++++ RECORD EXTRACTS ++++

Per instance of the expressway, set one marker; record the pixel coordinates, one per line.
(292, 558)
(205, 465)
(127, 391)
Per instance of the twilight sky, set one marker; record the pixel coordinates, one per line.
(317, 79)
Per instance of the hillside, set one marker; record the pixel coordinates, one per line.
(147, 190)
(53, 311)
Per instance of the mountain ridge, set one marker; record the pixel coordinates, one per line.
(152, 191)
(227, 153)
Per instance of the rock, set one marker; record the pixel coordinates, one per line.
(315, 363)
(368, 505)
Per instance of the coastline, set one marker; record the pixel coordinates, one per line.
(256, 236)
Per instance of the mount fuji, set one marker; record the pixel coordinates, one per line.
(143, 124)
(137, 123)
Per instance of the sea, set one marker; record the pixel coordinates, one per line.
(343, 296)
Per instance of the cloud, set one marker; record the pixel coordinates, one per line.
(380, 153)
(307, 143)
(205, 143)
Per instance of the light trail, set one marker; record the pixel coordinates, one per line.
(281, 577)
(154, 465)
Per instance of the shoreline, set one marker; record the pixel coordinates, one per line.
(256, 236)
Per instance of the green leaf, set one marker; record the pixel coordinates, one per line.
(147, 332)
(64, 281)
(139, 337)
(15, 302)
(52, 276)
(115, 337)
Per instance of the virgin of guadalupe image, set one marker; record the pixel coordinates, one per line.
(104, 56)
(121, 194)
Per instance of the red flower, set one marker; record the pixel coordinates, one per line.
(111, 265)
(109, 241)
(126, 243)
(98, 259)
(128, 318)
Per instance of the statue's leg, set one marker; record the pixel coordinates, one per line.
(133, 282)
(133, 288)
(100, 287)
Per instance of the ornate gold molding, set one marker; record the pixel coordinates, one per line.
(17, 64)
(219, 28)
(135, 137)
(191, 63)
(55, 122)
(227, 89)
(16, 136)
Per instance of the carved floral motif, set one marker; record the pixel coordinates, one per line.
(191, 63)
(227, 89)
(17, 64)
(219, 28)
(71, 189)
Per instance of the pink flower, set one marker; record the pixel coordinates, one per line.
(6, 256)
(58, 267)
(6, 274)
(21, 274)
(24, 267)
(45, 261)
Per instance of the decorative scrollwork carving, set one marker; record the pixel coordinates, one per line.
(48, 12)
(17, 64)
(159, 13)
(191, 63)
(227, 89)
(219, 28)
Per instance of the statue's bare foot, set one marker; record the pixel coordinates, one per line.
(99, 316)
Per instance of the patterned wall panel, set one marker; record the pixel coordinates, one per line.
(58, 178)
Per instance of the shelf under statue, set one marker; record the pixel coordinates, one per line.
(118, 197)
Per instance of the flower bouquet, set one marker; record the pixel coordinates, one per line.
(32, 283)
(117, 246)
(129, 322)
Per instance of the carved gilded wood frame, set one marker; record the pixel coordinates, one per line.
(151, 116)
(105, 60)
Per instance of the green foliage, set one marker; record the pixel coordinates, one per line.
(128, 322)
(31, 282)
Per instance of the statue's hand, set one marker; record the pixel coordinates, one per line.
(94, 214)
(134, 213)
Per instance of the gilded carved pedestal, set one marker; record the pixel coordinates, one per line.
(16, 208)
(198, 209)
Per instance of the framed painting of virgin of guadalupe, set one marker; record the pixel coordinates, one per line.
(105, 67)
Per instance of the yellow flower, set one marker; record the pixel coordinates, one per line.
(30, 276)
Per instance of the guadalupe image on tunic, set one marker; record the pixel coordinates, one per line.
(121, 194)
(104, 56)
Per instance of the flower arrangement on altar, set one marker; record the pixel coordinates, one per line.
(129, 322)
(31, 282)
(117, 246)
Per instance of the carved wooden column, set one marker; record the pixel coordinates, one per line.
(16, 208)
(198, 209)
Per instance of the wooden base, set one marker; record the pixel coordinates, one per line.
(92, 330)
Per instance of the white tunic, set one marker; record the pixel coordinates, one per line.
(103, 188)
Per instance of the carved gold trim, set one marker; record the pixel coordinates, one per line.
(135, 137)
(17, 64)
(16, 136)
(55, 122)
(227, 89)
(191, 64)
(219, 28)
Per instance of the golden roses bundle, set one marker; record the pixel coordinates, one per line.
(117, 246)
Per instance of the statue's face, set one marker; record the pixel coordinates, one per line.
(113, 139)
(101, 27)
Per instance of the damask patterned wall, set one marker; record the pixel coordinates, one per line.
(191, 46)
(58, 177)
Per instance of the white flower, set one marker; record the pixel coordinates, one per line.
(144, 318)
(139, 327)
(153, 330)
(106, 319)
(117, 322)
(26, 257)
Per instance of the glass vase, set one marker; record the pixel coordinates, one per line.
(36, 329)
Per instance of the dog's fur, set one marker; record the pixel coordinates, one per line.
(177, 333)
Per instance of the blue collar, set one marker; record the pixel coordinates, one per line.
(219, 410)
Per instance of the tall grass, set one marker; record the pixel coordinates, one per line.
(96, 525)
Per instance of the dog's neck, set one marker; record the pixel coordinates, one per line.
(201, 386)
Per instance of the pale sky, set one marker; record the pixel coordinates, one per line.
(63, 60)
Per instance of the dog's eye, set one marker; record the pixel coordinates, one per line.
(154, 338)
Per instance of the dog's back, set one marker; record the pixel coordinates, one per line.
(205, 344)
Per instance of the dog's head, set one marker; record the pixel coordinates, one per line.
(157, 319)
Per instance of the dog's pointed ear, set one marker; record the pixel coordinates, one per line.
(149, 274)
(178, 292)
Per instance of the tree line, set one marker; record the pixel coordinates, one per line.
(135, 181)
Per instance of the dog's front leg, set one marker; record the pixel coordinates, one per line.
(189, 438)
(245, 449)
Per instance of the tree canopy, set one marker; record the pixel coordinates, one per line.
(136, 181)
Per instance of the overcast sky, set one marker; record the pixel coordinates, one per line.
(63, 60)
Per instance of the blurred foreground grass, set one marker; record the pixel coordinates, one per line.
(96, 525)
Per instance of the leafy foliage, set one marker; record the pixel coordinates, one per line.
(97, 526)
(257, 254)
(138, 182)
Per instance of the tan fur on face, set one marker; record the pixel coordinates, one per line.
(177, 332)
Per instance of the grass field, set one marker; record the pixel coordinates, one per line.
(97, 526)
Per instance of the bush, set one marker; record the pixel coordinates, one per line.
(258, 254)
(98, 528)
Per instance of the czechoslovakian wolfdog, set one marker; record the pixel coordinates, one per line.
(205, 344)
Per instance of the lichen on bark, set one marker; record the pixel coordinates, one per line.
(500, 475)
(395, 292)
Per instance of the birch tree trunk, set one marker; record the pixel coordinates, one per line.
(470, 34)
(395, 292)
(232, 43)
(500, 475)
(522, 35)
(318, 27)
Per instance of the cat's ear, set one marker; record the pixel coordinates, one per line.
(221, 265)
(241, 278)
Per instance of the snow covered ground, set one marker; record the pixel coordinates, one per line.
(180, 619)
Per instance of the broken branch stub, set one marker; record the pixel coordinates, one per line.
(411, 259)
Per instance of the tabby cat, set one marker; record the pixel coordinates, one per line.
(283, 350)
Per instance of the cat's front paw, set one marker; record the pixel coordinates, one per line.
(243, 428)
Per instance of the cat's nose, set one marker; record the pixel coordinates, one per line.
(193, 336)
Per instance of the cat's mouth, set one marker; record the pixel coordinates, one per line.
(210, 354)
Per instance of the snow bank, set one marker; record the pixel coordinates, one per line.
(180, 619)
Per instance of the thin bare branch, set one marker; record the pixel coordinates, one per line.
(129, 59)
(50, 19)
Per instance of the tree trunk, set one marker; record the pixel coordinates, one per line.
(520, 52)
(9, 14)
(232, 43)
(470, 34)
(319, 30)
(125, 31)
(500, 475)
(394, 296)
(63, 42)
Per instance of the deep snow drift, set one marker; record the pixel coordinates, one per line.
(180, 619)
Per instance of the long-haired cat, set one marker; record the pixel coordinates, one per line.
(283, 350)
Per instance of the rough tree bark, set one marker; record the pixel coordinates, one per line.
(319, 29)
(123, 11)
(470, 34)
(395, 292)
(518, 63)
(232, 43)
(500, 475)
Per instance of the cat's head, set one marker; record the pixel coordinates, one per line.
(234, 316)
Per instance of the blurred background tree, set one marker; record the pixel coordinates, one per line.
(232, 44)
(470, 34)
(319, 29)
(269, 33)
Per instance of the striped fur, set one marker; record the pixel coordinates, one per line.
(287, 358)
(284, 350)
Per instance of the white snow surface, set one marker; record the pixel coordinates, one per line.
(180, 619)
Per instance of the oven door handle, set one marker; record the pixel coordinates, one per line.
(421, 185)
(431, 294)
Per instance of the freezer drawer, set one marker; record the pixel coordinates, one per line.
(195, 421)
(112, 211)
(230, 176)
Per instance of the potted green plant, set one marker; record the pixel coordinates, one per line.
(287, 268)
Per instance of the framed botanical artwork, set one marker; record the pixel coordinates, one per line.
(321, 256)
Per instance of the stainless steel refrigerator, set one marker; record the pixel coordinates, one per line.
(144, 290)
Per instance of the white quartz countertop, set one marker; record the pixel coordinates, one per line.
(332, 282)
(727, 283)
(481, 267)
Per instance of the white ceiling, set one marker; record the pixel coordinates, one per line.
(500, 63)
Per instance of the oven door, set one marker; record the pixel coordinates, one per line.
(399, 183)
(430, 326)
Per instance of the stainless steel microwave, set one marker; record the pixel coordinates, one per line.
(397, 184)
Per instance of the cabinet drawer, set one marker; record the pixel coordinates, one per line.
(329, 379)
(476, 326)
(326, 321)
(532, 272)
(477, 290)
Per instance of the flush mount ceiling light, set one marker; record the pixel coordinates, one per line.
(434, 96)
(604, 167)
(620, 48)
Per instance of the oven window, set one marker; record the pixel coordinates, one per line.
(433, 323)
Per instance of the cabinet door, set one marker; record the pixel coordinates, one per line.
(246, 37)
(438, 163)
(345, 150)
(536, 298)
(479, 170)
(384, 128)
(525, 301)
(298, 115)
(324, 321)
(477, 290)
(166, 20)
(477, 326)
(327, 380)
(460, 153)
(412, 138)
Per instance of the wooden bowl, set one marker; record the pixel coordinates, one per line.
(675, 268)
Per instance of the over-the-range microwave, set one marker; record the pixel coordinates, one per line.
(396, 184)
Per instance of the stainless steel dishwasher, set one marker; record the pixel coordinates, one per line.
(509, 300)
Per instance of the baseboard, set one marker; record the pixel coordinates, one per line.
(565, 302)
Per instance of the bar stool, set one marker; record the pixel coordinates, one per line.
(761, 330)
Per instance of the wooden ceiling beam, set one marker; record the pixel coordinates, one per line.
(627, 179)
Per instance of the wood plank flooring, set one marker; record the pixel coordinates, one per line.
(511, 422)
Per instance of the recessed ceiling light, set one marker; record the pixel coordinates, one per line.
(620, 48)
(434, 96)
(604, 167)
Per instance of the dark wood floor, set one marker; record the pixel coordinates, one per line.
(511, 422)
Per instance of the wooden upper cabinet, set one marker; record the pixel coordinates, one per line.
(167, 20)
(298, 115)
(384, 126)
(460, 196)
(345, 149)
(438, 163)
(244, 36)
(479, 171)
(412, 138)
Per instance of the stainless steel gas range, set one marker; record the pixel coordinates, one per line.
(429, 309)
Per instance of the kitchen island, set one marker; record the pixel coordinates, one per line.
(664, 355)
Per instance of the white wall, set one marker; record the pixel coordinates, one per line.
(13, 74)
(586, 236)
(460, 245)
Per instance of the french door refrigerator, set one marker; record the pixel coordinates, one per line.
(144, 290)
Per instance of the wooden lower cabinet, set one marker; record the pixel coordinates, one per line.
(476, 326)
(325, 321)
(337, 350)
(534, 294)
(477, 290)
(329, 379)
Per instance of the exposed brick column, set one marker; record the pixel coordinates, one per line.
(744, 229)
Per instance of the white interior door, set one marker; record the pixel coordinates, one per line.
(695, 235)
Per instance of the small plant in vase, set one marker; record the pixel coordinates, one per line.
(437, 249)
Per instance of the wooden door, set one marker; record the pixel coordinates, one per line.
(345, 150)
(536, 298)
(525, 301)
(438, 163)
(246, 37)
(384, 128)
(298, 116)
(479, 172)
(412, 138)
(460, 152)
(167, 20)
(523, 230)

++++

◆ INSTRUCTIONS FOR THE TASK
In the records above, find the line containing "Per instance of the stainless steel gas"; please retype it and every line after it through the last line, exactly and with nothing else.

◆ OUTPUT FOR THIS TASK
Per instance of the stainless steel gas range, set one marker; record the pixel coordinates, one per line.
(429, 309)
Per instance of the kitchen island, set one marker; record the pixel coordinates, one per line.
(664, 355)
Per instance of the white wall, set one marker; record the pixel coordinates, one per line.
(13, 74)
(586, 236)
(460, 245)
Per instance of the french door refrigerator, set one marker; record the pixel coordinates, one per line.
(144, 290)
Per instance of the wooden lower cabinet, set one marker; record the pixel coordinates, one per line.
(476, 326)
(325, 321)
(337, 350)
(534, 294)
(477, 290)
(329, 379)
Per instance of the exposed brick column, set one marker; record the pixel coordinates, one per line.
(744, 229)
Per instance of the white interior door, set one marker; record the pixel coordinates, one per line.
(695, 235)
Per instance of the small plant in vase, set one marker; record the pixel coordinates, one per line.
(437, 249)
Per instance of the wooden door, set one marker; record the pixel coordinates, one per line.
(345, 150)
(536, 298)
(525, 301)
(438, 163)
(246, 37)
(384, 128)
(298, 116)
(479, 172)
(412, 138)
(460, 152)
(167, 20)
(523, 230)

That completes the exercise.